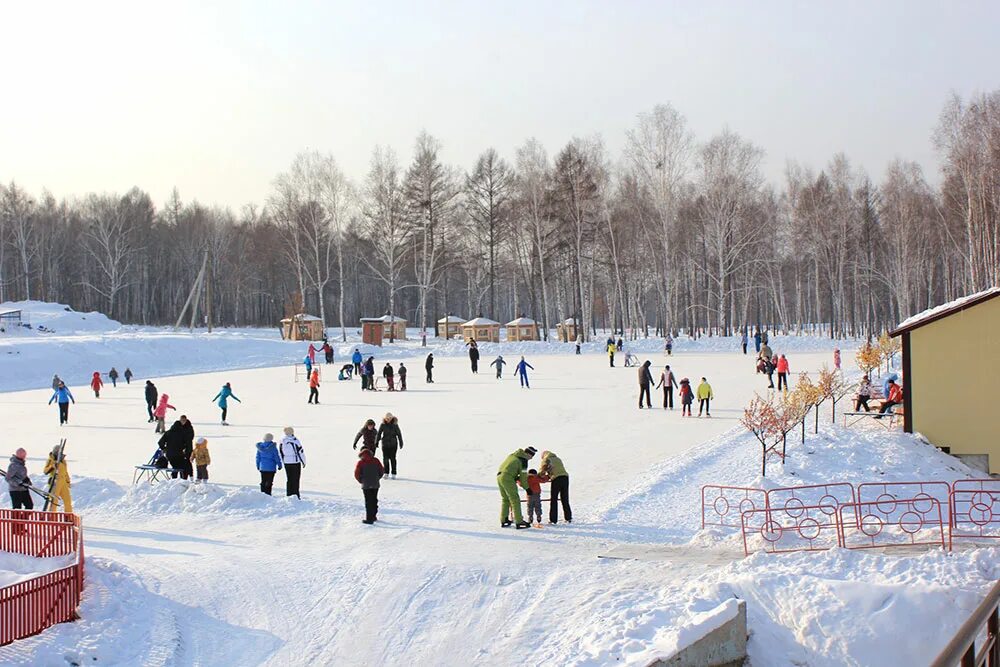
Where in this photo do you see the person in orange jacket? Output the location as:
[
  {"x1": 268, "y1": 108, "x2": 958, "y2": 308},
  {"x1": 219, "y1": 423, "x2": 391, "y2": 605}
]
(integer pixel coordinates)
[
  {"x1": 308, "y1": 368, "x2": 319, "y2": 405},
  {"x1": 90, "y1": 371, "x2": 104, "y2": 398}
]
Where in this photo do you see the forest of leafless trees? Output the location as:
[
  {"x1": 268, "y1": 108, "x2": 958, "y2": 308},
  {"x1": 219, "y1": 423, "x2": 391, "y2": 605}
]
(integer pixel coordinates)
[{"x1": 0, "y1": 91, "x2": 1000, "y2": 336}]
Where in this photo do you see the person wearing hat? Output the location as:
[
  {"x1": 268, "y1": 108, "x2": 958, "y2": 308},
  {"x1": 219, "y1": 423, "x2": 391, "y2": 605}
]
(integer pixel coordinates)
[
  {"x1": 373, "y1": 412, "x2": 403, "y2": 477},
  {"x1": 257, "y1": 433, "x2": 281, "y2": 495},
  {"x1": 354, "y1": 447, "x2": 384, "y2": 525},
  {"x1": 538, "y1": 452, "x2": 573, "y2": 524},
  {"x1": 353, "y1": 419, "x2": 378, "y2": 454},
  {"x1": 497, "y1": 447, "x2": 538, "y2": 530},
  {"x1": 279, "y1": 426, "x2": 304, "y2": 499},
  {"x1": 7, "y1": 447, "x2": 35, "y2": 510},
  {"x1": 191, "y1": 438, "x2": 212, "y2": 482}
]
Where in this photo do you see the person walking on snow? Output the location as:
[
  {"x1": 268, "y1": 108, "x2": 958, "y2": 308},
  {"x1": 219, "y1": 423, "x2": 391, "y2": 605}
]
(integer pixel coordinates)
[
  {"x1": 191, "y1": 438, "x2": 212, "y2": 484},
  {"x1": 497, "y1": 447, "x2": 538, "y2": 530},
  {"x1": 212, "y1": 382, "x2": 243, "y2": 426},
  {"x1": 639, "y1": 359, "x2": 653, "y2": 410},
  {"x1": 354, "y1": 447, "x2": 384, "y2": 526},
  {"x1": 656, "y1": 365, "x2": 677, "y2": 410},
  {"x1": 352, "y1": 419, "x2": 378, "y2": 452},
  {"x1": 153, "y1": 394, "x2": 177, "y2": 433},
  {"x1": 678, "y1": 378, "x2": 694, "y2": 417},
  {"x1": 6, "y1": 447, "x2": 35, "y2": 510},
  {"x1": 514, "y1": 357, "x2": 535, "y2": 389},
  {"x1": 278, "y1": 426, "x2": 306, "y2": 500},
  {"x1": 375, "y1": 412, "x2": 403, "y2": 477},
  {"x1": 144, "y1": 380, "x2": 157, "y2": 424},
  {"x1": 49, "y1": 380, "x2": 76, "y2": 426},
  {"x1": 490, "y1": 354, "x2": 507, "y2": 380},
  {"x1": 351, "y1": 348, "x2": 364, "y2": 375},
  {"x1": 90, "y1": 371, "x2": 104, "y2": 398},
  {"x1": 777, "y1": 355, "x2": 788, "y2": 391},
  {"x1": 538, "y1": 452, "x2": 573, "y2": 525},
  {"x1": 306, "y1": 370, "x2": 319, "y2": 405},
  {"x1": 257, "y1": 433, "x2": 281, "y2": 495},
  {"x1": 698, "y1": 378, "x2": 715, "y2": 417}
]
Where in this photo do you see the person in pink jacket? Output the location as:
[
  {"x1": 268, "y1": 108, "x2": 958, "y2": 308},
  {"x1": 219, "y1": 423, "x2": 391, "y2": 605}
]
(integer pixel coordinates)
[{"x1": 153, "y1": 394, "x2": 177, "y2": 433}]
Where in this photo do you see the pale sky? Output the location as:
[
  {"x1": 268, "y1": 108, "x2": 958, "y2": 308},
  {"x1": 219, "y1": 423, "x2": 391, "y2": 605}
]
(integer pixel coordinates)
[{"x1": 0, "y1": 0, "x2": 1000, "y2": 209}]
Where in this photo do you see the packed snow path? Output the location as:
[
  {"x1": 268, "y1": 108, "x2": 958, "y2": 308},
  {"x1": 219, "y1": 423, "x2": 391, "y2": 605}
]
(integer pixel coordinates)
[{"x1": 9, "y1": 353, "x2": 952, "y2": 664}]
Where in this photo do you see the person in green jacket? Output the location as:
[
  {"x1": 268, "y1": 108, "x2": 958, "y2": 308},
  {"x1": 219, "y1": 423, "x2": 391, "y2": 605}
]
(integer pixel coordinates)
[
  {"x1": 698, "y1": 378, "x2": 715, "y2": 417},
  {"x1": 538, "y1": 452, "x2": 573, "y2": 524},
  {"x1": 497, "y1": 447, "x2": 538, "y2": 530}
]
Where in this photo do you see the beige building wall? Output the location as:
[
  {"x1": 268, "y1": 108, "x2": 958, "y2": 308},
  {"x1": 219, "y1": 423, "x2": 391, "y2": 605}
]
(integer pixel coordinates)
[{"x1": 903, "y1": 298, "x2": 1000, "y2": 473}]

────────────────────

- [Instructions to follow]: How many lines in the listing above contain the string "this", with case counting? Reply with the number only.

- [Result]: 9